[Point annotation records]
################

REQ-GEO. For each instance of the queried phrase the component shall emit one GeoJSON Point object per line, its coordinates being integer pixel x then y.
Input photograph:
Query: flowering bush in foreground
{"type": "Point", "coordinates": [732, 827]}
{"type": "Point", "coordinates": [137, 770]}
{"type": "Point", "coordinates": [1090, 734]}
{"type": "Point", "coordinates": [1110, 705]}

################

What you are asked to do =
Recast all of the records above as a JSON list of strings, one string per line, with blank lines omitted.

Solution to this task =
[
  "REQ-GEO. For each instance of the queried phrase the component shall emit one GeoJSON Point object per line, its coordinates being integer pixel x then y.",
  "Input photograph:",
  "Query: flowering bush in foreground",
  "{\"type\": \"Point\", \"coordinates\": [732, 827]}",
  "{\"type\": \"Point\", \"coordinates\": [137, 770]}",
  "{\"type\": \"Point\", \"coordinates\": [1090, 734]}",
  "{\"type\": \"Point\", \"coordinates\": [1110, 705]}"
]